Extract every line in the records below that contains the string "fence", and copy each one in full. Uppercase and lowercase letters count as different.

Begin RECORDS FOR PROCESSING

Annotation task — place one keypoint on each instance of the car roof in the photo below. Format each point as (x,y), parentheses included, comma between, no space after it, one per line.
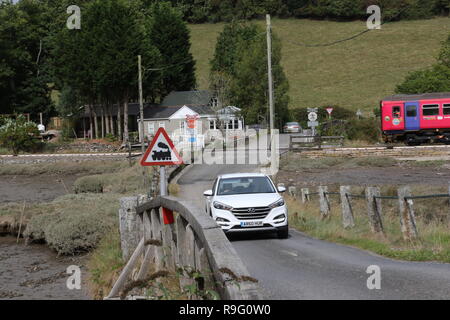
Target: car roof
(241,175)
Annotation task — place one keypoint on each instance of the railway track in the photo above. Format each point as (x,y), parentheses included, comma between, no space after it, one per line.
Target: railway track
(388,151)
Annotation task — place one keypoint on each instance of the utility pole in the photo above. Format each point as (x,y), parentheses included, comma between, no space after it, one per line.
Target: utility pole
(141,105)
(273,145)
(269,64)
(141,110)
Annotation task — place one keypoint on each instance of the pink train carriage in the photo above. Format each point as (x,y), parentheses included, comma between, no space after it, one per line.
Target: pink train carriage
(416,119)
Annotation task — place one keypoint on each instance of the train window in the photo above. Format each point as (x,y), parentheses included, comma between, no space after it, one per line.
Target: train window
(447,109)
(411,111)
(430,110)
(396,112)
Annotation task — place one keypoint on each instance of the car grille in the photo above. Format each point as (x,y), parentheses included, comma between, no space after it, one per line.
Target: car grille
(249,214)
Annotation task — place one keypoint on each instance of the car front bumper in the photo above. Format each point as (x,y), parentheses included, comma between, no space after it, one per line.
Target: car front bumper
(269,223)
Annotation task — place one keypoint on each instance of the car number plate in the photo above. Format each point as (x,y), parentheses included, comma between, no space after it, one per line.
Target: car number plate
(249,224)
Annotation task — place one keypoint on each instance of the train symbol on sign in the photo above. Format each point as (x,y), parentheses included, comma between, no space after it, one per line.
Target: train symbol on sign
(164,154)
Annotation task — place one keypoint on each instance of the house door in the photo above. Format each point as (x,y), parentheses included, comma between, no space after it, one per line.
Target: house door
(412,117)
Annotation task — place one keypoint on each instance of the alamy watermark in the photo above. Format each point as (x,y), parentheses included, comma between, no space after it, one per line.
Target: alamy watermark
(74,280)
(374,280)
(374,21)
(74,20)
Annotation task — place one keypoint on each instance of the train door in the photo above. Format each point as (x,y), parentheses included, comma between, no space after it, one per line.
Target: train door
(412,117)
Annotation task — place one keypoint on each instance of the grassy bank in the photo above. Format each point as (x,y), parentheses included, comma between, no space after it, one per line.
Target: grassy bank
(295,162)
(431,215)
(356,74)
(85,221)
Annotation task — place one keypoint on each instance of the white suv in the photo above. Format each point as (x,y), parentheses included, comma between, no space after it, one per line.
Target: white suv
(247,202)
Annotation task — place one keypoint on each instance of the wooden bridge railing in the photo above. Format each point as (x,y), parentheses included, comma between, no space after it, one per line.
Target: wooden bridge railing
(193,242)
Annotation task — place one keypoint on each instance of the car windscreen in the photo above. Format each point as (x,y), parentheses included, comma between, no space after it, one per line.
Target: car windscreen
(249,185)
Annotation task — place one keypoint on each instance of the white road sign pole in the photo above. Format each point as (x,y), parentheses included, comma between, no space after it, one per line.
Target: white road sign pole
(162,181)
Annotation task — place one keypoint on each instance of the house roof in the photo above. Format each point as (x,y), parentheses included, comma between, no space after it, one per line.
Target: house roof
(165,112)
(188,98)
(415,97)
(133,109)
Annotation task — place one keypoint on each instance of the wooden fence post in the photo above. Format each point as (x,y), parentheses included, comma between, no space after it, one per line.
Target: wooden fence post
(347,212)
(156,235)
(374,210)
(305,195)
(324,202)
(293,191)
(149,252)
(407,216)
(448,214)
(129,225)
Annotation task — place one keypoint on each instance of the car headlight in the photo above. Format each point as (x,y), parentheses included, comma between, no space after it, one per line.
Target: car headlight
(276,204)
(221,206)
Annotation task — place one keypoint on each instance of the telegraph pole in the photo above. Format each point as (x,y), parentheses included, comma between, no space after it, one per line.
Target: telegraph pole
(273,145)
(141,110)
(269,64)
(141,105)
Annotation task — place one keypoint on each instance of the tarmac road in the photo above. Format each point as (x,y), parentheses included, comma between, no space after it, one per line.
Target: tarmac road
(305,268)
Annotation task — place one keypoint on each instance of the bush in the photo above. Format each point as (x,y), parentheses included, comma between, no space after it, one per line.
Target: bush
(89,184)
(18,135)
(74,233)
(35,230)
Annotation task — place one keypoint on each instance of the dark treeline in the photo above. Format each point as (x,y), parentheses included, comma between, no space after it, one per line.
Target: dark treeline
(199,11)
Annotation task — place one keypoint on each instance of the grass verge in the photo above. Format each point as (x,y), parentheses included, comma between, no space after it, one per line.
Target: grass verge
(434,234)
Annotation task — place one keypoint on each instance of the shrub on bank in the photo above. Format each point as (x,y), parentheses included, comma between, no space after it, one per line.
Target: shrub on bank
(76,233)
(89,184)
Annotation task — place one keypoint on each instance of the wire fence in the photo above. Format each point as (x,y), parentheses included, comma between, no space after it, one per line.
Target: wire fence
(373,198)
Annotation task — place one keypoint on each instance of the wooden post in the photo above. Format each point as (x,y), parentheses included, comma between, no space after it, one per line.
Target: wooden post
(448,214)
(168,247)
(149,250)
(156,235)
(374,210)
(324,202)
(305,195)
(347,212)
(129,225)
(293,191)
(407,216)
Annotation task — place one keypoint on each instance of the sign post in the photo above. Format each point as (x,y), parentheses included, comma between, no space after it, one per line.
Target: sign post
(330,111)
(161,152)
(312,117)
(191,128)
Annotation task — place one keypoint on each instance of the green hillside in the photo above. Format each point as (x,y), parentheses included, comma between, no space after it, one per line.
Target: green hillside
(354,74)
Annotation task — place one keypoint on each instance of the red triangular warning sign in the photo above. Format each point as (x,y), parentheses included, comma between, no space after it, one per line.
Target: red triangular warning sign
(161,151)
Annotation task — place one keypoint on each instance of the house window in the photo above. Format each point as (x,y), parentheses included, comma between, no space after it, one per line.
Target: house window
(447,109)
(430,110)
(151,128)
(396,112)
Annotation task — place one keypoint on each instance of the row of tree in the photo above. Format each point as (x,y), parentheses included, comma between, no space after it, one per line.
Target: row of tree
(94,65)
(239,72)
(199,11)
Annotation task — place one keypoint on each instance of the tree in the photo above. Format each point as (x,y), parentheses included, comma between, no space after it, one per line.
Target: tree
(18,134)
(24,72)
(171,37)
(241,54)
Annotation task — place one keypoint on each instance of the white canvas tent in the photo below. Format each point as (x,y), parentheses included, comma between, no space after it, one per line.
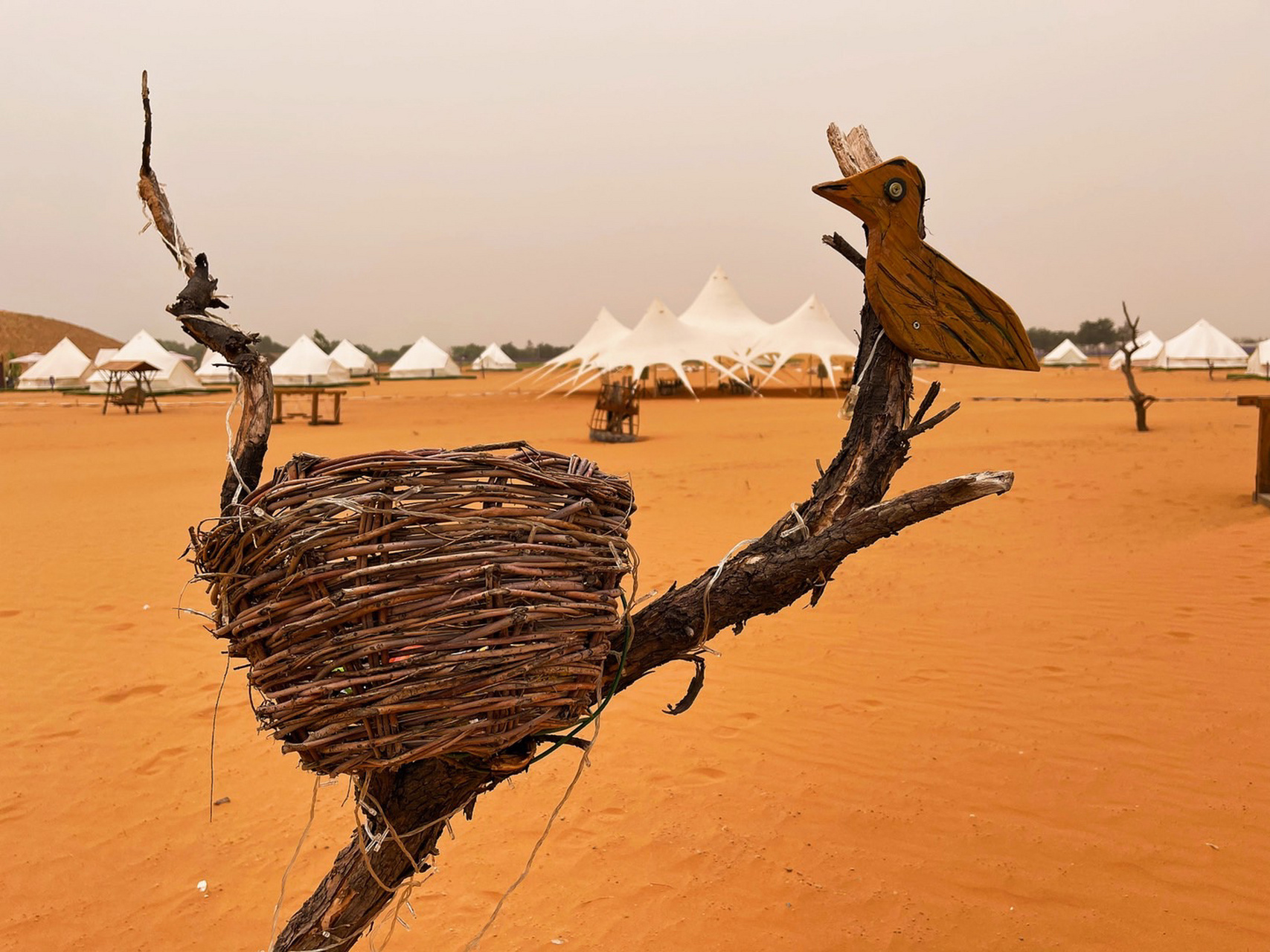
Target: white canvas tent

End RECORDS FOR PROCESSING
Begin RECORDS FOR PROCESSING

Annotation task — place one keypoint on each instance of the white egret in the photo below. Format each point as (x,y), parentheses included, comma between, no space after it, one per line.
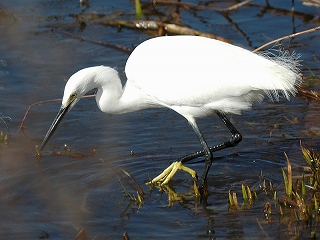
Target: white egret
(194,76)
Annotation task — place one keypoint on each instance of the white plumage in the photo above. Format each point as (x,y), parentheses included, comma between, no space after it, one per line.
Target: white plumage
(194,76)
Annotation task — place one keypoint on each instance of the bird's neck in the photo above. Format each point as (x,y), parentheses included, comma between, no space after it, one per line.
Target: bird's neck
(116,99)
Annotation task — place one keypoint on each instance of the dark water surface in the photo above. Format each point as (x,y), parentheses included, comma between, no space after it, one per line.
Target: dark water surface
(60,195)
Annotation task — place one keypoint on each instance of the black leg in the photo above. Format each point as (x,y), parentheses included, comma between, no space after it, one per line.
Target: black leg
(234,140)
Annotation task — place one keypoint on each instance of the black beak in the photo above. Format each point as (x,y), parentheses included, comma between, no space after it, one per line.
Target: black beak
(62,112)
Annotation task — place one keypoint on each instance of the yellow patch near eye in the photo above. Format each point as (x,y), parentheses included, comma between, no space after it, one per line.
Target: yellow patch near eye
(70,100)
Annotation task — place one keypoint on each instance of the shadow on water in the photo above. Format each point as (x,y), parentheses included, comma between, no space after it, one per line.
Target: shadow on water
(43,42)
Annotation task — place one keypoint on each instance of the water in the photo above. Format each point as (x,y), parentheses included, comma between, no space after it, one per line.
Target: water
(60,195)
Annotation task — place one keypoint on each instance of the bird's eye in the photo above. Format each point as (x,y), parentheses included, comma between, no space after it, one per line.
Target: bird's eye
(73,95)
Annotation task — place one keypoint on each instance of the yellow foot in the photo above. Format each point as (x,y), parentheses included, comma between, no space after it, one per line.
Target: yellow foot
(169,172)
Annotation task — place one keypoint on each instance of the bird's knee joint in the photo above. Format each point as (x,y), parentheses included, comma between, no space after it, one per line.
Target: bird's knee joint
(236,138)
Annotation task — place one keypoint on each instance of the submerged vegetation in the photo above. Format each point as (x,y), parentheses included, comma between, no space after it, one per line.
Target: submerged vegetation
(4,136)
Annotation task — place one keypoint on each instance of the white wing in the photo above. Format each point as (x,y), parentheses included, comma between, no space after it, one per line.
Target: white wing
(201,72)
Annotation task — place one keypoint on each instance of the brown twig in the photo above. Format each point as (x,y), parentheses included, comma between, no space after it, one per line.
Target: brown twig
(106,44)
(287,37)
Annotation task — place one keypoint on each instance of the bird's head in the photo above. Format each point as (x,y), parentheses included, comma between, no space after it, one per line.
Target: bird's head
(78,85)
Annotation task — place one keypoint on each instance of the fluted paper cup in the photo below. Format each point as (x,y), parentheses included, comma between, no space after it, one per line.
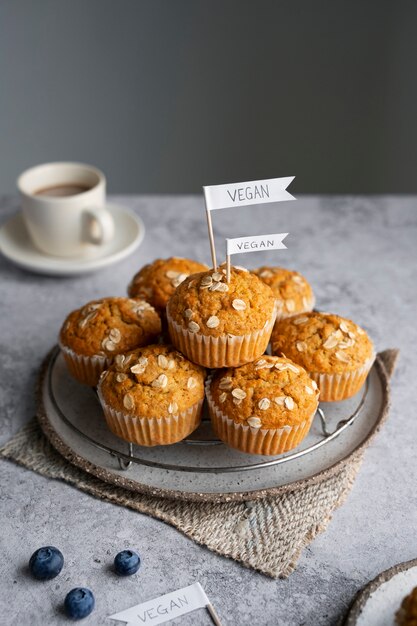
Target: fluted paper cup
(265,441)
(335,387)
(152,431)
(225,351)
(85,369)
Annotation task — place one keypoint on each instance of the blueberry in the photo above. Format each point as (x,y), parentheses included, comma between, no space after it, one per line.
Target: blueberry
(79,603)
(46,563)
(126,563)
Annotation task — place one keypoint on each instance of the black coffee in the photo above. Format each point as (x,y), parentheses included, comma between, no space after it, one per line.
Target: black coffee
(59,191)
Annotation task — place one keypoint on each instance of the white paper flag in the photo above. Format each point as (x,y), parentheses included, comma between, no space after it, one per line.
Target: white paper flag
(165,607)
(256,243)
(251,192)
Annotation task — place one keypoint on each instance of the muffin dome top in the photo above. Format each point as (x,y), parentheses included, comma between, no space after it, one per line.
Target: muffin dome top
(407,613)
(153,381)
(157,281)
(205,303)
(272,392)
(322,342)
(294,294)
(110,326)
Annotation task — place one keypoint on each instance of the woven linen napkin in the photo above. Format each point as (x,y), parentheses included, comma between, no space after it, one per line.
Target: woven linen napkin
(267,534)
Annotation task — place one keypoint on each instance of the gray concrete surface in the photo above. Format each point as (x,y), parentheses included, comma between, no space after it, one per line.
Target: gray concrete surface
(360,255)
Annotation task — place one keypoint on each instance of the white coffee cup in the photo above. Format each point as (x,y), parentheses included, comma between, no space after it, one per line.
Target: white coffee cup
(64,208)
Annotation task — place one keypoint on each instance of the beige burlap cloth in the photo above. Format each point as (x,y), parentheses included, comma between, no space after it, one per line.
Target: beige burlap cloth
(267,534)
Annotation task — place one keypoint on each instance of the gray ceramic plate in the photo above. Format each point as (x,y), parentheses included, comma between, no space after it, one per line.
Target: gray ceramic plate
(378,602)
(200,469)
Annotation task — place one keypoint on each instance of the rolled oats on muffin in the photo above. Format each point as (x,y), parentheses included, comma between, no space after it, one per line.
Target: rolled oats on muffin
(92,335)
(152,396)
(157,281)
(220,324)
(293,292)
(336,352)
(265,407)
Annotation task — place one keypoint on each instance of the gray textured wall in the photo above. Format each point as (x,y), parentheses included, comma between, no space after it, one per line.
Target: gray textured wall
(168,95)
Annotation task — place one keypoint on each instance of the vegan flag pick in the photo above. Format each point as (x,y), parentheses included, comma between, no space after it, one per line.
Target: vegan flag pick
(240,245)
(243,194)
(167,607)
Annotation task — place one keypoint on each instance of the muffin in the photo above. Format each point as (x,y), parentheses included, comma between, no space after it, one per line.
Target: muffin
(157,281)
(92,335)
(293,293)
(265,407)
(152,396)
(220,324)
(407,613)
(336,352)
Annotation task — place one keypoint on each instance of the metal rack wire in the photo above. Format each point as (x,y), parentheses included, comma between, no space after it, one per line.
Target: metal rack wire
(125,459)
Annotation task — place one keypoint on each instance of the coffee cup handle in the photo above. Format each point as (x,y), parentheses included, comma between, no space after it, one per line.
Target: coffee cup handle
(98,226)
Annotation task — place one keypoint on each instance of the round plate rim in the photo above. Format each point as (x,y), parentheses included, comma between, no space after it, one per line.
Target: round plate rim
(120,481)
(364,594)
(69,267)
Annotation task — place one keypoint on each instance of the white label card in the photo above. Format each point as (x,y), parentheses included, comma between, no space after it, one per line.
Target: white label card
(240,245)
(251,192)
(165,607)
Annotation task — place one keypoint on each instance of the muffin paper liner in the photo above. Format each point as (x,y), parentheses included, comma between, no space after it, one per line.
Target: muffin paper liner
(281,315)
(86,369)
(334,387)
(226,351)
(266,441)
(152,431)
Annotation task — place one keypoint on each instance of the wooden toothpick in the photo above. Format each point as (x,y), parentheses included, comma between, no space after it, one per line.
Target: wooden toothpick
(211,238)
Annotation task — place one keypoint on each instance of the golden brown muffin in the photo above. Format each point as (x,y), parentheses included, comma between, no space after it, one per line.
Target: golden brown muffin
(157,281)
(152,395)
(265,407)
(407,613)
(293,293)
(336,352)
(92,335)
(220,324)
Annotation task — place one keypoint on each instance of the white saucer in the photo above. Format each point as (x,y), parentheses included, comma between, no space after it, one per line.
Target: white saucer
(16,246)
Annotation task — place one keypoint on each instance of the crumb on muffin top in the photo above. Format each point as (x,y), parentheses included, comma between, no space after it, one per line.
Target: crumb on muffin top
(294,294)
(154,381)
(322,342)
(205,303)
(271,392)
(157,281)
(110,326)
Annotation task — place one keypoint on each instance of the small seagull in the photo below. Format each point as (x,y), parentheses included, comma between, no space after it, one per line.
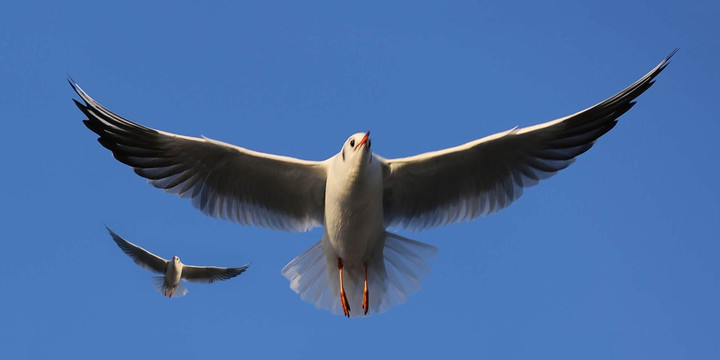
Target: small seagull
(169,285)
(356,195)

End RECORDS FOR PROCESSING
Begin RECORDS FOR PROCESSING

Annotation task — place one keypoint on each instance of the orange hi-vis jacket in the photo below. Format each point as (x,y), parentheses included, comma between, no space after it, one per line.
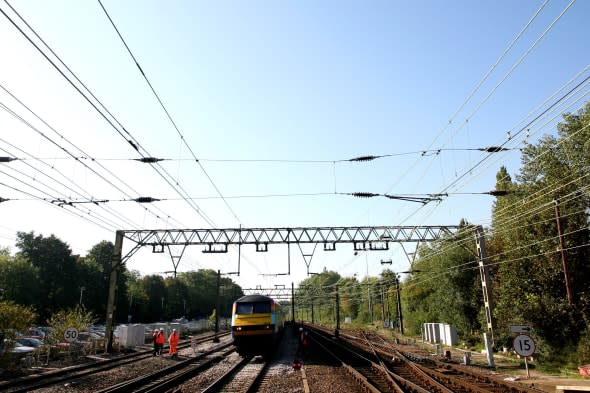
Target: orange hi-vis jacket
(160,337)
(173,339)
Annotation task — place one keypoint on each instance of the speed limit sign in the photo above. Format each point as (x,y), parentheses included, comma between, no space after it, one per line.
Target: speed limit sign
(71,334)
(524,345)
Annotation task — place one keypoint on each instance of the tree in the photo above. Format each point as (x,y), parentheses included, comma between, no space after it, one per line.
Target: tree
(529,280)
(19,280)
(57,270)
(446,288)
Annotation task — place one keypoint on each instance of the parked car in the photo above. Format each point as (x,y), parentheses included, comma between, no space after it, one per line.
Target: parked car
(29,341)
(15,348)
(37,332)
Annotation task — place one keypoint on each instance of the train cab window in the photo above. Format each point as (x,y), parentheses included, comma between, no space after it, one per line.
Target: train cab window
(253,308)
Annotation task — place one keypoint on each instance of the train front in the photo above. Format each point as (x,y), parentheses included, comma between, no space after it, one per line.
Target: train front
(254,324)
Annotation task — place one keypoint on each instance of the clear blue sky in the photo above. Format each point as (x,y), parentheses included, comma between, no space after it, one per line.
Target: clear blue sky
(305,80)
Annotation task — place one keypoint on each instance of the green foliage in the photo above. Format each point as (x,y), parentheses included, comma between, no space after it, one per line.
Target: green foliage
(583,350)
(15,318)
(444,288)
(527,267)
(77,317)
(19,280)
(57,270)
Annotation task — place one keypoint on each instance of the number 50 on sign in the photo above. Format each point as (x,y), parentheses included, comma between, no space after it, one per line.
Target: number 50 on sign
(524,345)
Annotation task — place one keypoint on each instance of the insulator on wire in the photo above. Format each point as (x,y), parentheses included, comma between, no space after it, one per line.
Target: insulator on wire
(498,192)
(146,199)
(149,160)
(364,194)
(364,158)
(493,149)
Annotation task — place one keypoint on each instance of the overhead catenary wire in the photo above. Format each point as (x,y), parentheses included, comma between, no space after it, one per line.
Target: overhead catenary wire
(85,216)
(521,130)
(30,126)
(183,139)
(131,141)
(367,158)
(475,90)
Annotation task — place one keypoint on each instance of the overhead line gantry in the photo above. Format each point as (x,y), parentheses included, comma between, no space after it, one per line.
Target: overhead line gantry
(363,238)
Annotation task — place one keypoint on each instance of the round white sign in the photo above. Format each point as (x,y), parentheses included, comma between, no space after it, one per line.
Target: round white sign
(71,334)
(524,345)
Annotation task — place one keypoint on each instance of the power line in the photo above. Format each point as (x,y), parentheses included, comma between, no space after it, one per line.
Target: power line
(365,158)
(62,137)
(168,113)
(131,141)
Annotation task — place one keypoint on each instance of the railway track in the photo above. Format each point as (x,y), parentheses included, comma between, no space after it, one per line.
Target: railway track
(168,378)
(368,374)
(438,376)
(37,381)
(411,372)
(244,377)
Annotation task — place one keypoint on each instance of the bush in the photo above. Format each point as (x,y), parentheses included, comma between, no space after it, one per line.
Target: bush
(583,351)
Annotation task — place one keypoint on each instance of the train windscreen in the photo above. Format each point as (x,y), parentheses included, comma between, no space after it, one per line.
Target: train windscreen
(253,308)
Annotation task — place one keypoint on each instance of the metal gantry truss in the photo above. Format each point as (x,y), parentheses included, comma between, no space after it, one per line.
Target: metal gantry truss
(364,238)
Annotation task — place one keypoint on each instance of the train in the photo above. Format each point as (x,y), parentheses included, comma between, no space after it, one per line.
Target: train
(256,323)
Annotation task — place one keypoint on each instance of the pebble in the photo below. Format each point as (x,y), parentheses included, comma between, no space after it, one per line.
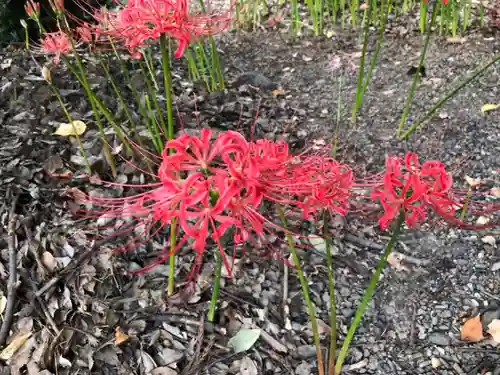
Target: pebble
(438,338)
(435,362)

End RECORDS FOR PROCESSING

ANSWER TO THE PROBLEM
Annotation task — place one keypoint on each instance of the wooden fence post in the photo above. Format each point as (x,y), parentheses included, comma between, no space after it, one per line.
Target: wooden fence post
Annotation task — place one keypoint on each instance of the wire fence in the photo above. Format each point as (x,y), parentheses included, comma between, no space after it, one per line.
Target: wire fence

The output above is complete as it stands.